Gisele Littman had always wanted to write a
novel. For years, the potential characters danced around inside her
head. Instead, turbulent events in her life threw her in quite a
different direction. Lyn Julius reviews her autobiography in the Times of Israel:
Born in Cairo, she was forced to flee Egypt with
her family after Nasser’s mass expulsion of Jews in 1956. As a result,
she immersed herself in politics and dedicated her writing talents to
the study of the volatile relationship between Jews and Muslims. Her
best-known work is ‘The Dhimmi’: an account of the subjugated status of defeated non-Muslims as a by-product of jihad. She
has also championed the cause of Middle Eastern Christians. More
recently, she coined the term Eurabia for the anti-Zionist strategic
‘alliance’ between the Organisation of Islamic Cooperation and the
European Community.
Gisele and David met in London as students and
fell in love. They were an unlikely couple – she the francophone, shy,
diminutive and destitute Jewish refugee from Egypt, he the tall,
confident, patrician product of a British public school and scion of a
wealthy family.
Gisele and David Littman settled near Lake Geneva and forged a remarkable partnership during his lifetime, which ended in 2012.
Wading through the mountains of documents and
letters which David kept scattered in the office of their Swiss home,
Gisele Littman has now written her political autobiography (in French).
David meticulously checked her work and
translated her books into English. He had a prodigious memory for facts,
answered the ‘phone for her and made all her arrangements. No
manuscript could go to a publisher until he had been through it with a
fine toothcomb. David shielded her from hostile critics. Sparks did fly
between these two strong characters, but her book is in many ways, an
elegant, and absorbing, tribute to David: ‘L’amour est plus fort que la mort.’
It is a measure of her courage, so soon after
she had fled another Arab country, that Bat Ye’or ( a pseudonym meaning
‘Daughter of the Nile’, adopted by Gisele for security reasons)

*WRITTEN TASK A:*
Reproduce the passage on Gisele Littman from "Gisele and David Littman" up to and including "autobiography (in French).", word for word.
The passage on Gisele Littman and the records that follow have no connection to each other.

*RECORDS PROVIDED:*
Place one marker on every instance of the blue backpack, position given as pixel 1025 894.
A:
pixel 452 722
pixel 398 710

==

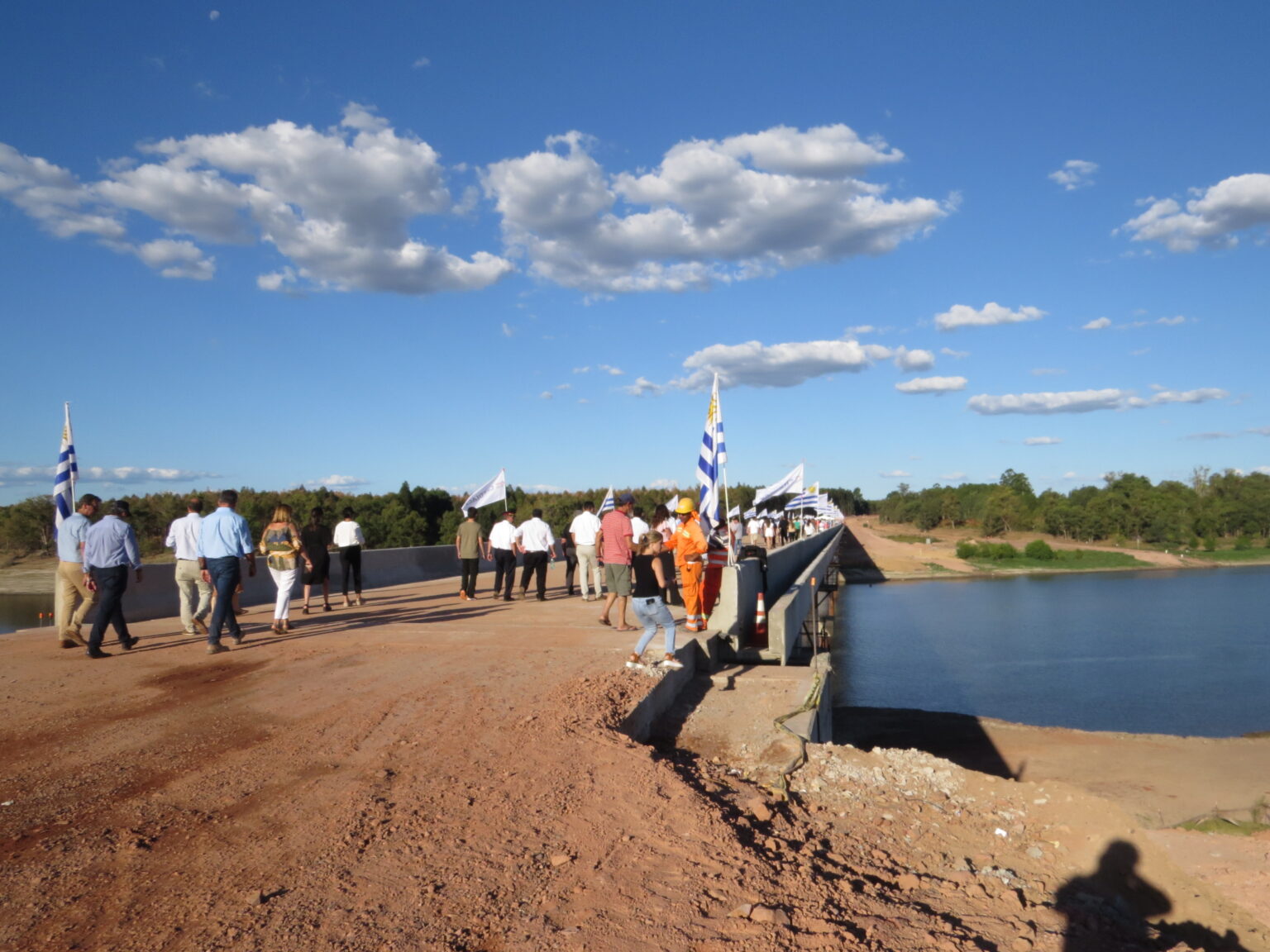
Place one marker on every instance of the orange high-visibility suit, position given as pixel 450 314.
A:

*WRITTEN TASK B:*
Present the records from the line with "Place one marker on every instance of the blue" up to and including the line with "pixel 398 710" as a Markdown table with the columns n and Line, numbering each row and skipping blank lines.

*EXPECTED ANSWER A:*
Gisele and David Littman settled near Lake Geneva and forged a remarkable partnership during his lifetime, which ended in 2012.
Wading through the mountains of documents and
letters which David kept scattered in the office of their Swiss home,
Gisele Littman has now written her political autobiography (in French).

*EXPECTED ANSWER B:*
| n | Line |
|---|---|
| 1 | Place one marker on every instance of the blue backpack, position given as pixel 1025 894. |
| 2 | A: |
| 3 | pixel 452 722 |
| 4 | pixel 398 710 |